APPLY WHAT YOU READ:
#1 Transcribe the stretch of the post on adoption and toxic stress from "How do you help" through "and the same?".
#2 Continue the post on adoption and toxic stress from the point where it stops.

A.C.E.'s, Toxic Stress And Adoption

How do you help a 10 year old make good choices when she see's no need to do so? Everything that happens is because she was adopted. Adoption can leave a huge hole in a child's heart, one we as parents are powerless to fix as long as the child refuses to acknowledge that there is a problem. To keep from thinking of the pain she turns her brain off. She has become quite adept at this and I find it scary because I know where such actions can lead. Is learned dissociation less serious then when someone does it in order to survive a situation that is unbearable? Or are they one and the same? 

Another tactic is to stuff the hurt and pretend everything is okay. She stuffs her feelings until they erupt. I told her that stuffing her feelings is like stuffing trash into the garbage can. If you don't empty the garbage, it turns stinky and overflows making everything smell bad. If you empty the garbage can, the bad smell goes away and you can go on with life. "The big feelings that you don't want to deal with are beginning to smell and overflow into your actions. This overflow is causing you to make poor choices and do things that you know are wrong."

It is so hard to see your child heading down a path you know they will someday regret. I know she is hurting and I wish I could help her win the war that is going on in her heart. 

Earlier this week I was watching a documentary called Paper Tigers. It is about a school that uses a trauma informed approach to teaching/education. They teach their students about the A.C.E.'s - adverse childhood effects and how they play a huge role in the decisions the students make. Children with high A.C.E.'s live with something called toxic stress.

Harvard's Center On The Developing Child explains toxic stress like this: Extensive research on the biology of stress now shows that healthy development can be derailed by excessive or prolonged activation of stress response systems in the body and brain. Such toxic stress can have damaging effects on learning, behavior and health across a lifespan."

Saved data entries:
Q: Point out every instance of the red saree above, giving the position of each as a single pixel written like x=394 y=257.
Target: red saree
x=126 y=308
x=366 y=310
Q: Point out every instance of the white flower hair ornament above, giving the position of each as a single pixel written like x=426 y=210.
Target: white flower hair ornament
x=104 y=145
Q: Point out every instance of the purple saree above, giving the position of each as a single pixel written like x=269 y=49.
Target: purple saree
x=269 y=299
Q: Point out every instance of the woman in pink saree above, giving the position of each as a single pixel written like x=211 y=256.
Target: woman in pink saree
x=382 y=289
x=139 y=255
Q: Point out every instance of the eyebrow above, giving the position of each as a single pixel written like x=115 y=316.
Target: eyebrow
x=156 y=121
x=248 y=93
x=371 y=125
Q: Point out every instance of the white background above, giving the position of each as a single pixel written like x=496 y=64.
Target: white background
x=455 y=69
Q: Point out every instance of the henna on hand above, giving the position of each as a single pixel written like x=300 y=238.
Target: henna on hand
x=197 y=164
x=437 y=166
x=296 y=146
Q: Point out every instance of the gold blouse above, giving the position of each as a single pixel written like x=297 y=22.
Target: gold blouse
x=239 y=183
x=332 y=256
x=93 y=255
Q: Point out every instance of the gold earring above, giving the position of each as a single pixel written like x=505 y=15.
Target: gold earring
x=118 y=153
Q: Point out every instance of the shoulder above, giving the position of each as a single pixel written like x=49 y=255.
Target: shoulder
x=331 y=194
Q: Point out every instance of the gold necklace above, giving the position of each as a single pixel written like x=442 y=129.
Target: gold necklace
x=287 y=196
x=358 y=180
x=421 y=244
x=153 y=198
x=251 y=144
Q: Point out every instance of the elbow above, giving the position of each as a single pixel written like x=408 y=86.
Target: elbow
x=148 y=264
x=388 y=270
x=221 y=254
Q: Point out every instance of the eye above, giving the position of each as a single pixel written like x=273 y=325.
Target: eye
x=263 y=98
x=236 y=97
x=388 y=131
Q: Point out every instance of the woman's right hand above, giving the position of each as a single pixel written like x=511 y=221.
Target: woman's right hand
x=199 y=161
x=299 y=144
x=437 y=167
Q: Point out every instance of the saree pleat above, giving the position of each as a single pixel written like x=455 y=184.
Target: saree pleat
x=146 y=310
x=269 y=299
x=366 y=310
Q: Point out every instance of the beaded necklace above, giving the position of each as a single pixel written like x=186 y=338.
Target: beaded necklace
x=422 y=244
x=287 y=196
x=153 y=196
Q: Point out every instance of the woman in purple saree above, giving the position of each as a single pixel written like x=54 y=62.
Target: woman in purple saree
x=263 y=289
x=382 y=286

RESPONSES FOR EACH TASK:
#1
How do you help a 10 year old make good choices when she see's no need to do so? Everything that happens is because she was adopted. Adoption can leave a huge hole in a child's heart, one we as parents are powerless to fix as long as the child refuses to acknowledge that there is a problem. To keep from thinking of the pain she turns her brain off. She has become quite adept at this and I find it scary because I know where such actions can lead. Is learned dissociation less serious then when someone does it in order to survive a situation that is unbearable? Or are they one and the same?

#2
Our brains are designed to react to danger by becoming hyper vigilant. We are on high alert, ready for whatever our brain perceives as a threat. This is well and good because this rapid response is what can protect us from harm. After the danger has passed our brain sends out signals that calm our bodies and we return to a relaxed state. When a child is constantly in high stress situations his brain is always turned on and eventually he begins to view everything as a threat to his safety. This is detrimental to a child's emotional and physical well being and creates a situation referred to as toxic stress.

Knowing this and knowing that the stress level in our home is typically in the red zone, makes me despair for our children's future, especially for those who already have high A.C.E.'s. There are many days when it feels like a we go in a circle. A child creates chaos, the other children react and till we get them calmed the first child is back to acting out! The good news is that the one thing that can help children with toxic stress is something that we can provide. The presence of a stable, caring adult in the child's life can provide the security a child needs to begin the healing process. 

I have been clinging to this because so often in the face of our children's emotional pain, Dean and I feel helpless. We don't know what to say, we can't relate, we can't promise that everything will be okay. But we can promise that we will stand by our children through the tough times. And pray, how we pray for our children!